Point placement records –
##########
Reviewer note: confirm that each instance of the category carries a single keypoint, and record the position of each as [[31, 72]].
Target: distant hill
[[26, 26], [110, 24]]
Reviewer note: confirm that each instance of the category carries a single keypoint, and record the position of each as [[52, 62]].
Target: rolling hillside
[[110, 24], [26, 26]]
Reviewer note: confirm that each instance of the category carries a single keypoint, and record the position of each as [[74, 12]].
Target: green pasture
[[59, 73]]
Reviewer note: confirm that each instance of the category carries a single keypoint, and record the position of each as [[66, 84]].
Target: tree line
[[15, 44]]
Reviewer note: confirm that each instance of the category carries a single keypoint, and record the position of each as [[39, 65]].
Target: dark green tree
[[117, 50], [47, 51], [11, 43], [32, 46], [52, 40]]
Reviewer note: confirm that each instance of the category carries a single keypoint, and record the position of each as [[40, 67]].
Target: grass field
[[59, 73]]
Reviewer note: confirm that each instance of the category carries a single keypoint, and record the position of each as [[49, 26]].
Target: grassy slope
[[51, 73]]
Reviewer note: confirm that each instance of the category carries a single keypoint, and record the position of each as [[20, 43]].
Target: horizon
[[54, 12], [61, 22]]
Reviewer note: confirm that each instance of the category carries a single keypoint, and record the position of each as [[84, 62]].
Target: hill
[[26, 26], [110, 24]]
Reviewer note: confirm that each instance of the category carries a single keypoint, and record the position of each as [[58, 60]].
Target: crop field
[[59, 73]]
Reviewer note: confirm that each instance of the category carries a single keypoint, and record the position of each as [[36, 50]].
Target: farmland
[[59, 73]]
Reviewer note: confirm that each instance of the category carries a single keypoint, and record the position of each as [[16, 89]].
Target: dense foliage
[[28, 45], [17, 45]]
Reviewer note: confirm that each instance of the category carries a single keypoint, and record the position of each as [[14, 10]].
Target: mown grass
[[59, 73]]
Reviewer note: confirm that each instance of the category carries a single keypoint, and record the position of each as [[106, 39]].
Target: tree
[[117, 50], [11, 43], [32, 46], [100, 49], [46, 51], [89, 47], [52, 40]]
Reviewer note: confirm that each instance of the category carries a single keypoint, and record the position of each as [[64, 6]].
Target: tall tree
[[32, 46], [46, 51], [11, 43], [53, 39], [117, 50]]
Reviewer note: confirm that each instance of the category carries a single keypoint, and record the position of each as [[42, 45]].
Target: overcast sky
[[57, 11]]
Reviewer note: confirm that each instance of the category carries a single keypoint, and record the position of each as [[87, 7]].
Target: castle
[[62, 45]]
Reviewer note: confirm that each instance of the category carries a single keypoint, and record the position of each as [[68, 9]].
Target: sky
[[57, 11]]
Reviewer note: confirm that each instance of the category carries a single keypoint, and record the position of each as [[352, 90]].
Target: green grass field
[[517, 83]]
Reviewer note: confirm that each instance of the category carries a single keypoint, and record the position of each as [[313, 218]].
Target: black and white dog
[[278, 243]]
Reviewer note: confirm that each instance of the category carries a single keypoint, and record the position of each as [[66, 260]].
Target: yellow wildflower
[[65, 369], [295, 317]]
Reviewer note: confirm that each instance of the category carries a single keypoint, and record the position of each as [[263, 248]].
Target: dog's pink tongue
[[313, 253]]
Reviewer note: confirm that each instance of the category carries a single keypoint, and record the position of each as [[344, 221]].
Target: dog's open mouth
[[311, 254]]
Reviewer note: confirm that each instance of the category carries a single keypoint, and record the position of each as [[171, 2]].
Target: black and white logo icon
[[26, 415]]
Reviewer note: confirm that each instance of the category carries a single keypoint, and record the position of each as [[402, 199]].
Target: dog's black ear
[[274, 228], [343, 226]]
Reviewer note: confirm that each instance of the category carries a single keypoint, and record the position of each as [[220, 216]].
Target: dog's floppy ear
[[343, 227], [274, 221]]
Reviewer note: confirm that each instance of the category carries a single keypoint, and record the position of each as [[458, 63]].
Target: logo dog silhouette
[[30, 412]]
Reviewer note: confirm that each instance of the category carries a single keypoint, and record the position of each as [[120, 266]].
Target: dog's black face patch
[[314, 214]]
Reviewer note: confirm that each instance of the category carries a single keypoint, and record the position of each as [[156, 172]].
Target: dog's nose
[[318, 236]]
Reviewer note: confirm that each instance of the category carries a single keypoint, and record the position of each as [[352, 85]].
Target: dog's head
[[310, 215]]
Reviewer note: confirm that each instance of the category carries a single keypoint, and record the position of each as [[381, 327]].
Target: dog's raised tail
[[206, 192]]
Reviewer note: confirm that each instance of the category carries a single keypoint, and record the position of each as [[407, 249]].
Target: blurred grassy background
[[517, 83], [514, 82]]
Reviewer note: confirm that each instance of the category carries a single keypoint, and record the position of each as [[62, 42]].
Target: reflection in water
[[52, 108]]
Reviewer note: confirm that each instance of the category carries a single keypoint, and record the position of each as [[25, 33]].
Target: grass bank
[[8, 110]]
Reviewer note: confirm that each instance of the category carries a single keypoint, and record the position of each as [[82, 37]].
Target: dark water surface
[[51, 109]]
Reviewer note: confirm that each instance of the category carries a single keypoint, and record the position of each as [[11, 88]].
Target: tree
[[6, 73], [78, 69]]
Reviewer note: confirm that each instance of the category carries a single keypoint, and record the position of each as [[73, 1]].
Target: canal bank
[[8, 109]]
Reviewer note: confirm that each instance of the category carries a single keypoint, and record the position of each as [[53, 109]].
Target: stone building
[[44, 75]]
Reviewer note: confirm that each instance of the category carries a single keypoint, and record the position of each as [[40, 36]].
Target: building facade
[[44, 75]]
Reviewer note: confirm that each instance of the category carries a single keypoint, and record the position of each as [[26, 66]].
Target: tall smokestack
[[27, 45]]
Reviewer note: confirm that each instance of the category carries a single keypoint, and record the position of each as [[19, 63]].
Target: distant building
##########
JOB – Rewrite all of the records above with "Reviewer note" replaced by "Annotator note" everywhere it occurs. Leave everything else unchanged.

THE OUTPUT –
Annotator note: confirm that each instance of the category carries a single keypoint, and record the position of each as [[31, 72]].
Target: distant hill
[[26, 26], [110, 24]]
Annotator note: confirm that each instance of the category carries a single keypoint, and record the position of each as [[52, 62]].
Target: rolling hillside
[[110, 24], [26, 26]]
Annotator note: confirm that each instance of the category carries a single keypoint, and record the position of each as [[74, 12]].
Target: green pasture
[[59, 73]]
Annotator note: confirm that each instance of the category carries a single keypoint, and record the position of each as [[66, 84]].
Target: tree line
[[15, 44]]
Annotator note: confirm that each instance of the category carries a single keypoint, and record the position of each as [[39, 65]].
Target: dark green tree
[[117, 50], [47, 51], [11, 43], [32, 46], [52, 40]]
Annotator note: confirm that each instance of the category carries a single keypoint, and record the position of each as [[40, 67]].
Target: grass field
[[59, 73]]
Annotator note: confirm that each instance of the category carries a single keypoint, and record the position of each as [[49, 26]].
Target: grassy slope
[[51, 73]]
Annotator note: confirm that each instance of the category carries a single keypoint, and record the position of each as [[20, 43]].
Target: horizon
[[54, 12], [61, 22]]
Annotator note: confirm that each instance of the category carries a single keypoint, and record the position of each as [[84, 62]].
Target: hill
[[26, 26], [110, 24]]
Annotator note: confirm that each instance of the category carries a single keypoint, and record the position of each as [[58, 60]].
Target: crop field
[[59, 73]]
Annotator note: confirm that each instance of the category carries a single keypoint, and record the position of each as [[36, 50]].
Target: farmland
[[59, 73]]
Annotator note: confirm that each instance of the category carries a single keypoint, and record the position of each as [[16, 89]].
Target: dense foliage
[[28, 45], [17, 45]]
Annotator note: confirm that each instance of the category carries a single keypoint, and record the position of each as [[14, 10]].
Target: mown grass
[[59, 73]]
Annotator note: confirm that each instance of the category carries a single keypoint, and record the position of each as [[106, 39]].
Target: tree
[[117, 50], [11, 43], [32, 46], [100, 49], [46, 51], [89, 47], [52, 40]]
Annotator note: confirm that each instance of the category carries a single keypoint, and record the position of each as [[64, 6]].
Target: tall tree
[[32, 46], [46, 51], [11, 43], [53, 39], [117, 50]]
Annotator note: confirm that each instance of the category carries a single keypoint, and record the position of each as [[42, 45]].
Target: overcast sky
[[57, 11]]
Annotator note: confirm that each instance of the category carries a single keypoint, and record the position of each as [[87, 7]].
Target: castle
[[62, 45]]
Annotator note: confirm that each instance of the category carries a single keypoint, and record the position of each as [[68, 9]].
Target: sky
[[57, 11]]
Annotator note: confirm that each instance of the category carries a single keypoint, and record the position of each as [[352, 90]].
Target: green grass field
[[517, 83]]
Annotator note: confirm that each instance of the category carries a single keypoint, and record the position of each as [[313, 218]].
Target: black and white dog
[[278, 243]]
Annotator note: confirm that each instance of the category carries a single keypoint, and record the position of each as [[66, 260]].
Target: yellow wildflower
[[65, 369], [295, 317]]
Annotator note: confirm that each instance of the category carries a single keypoint, and record the position of each as [[263, 248]].
Target: dog's pink tongue
[[313, 253]]
Annotator note: confirm that each instance of the category carries a single keypoint, and record the position of each as [[344, 221]].
Target: dog's open mouth
[[311, 254]]
Annotator note: confirm that each instance of the category carries a single keypoint, and record the position of each as [[171, 2]].
Target: black and white logo icon
[[26, 415]]
Annotator note: confirm that each instance of the category carries a single keypoint, and record the position of each as [[402, 199]].
Target: dog's black ear
[[274, 228], [343, 226]]
Annotator note: confirm that each instance of the category carries a single keypoint, and record the position of each as [[220, 216]].
Target: dog's floppy ear
[[343, 227], [274, 221]]
Annotator note: confirm that each instance of the category carries a single keypoint, and record the position of each as [[458, 63]].
Target: logo dog silhouette
[[30, 412]]
Annotator note: confirm that each instance of the category carries a single keypoint, and record the position of each as [[120, 266]].
Target: dog's black face patch
[[314, 214]]
Annotator note: confirm that each instance of the category carries a single keypoint, and record the position of each as [[156, 172]].
Target: dog's nose
[[318, 236]]
Annotator note: confirm that each instance of the category carries a single keypoint, and record the position of each as [[352, 85]].
Target: dog's head
[[310, 215]]
Annotator note: confirm that each instance of the category carries a single keypoint, and record the position of each as [[381, 327]].
Target: dog's raised tail
[[206, 192]]
Annotator note: confirm that each instance of the category carries a single keypoint, and record the position of each as [[407, 249]].
Target: blurred grassy background
[[517, 83], [514, 82]]
Annotator note: confirm that each instance of the category carries a single keypoint, and record the position of each as [[62, 42]].
Target: reflection in water
[[52, 108]]
Annotator note: confirm that each instance of the category carries a single keypoint, and record the position of each as [[25, 33]].
Target: grass bank
[[8, 110]]
Annotator note: confirm that each instance of the category carries a single keypoint, and record the position of each as [[82, 37]].
Target: dark water surface
[[51, 109]]
Annotator note: confirm that each instance of the category carries a single keypoint, and record the position of each as [[11, 88]].
Target: tree
[[6, 73], [78, 69]]
Annotator note: confirm that each instance of the category carries a single keypoint, and record the position of each as [[73, 1]].
Target: canal bank
[[8, 109]]
Annotator note: confirm that each instance of the category carries a single keypoint, and record the position of each as [[53, 109]].
Target: stone building
[[44, 75]]
Annotator note: confirm that each instance of the category carries a single keypoint, and record the position of each as [[40, 36]].
Target: building facade
[[44, 75]]
Annotator note: confirm that each instance of the category carries a single keypoint, and record the position of each as [[26, 66]].
Target: tall smokestack
[[27, 45]]
Annotator note: confirm that each instance of the category carries a single keypoint, and record the position of each as [[19, 63]].
Target: distant building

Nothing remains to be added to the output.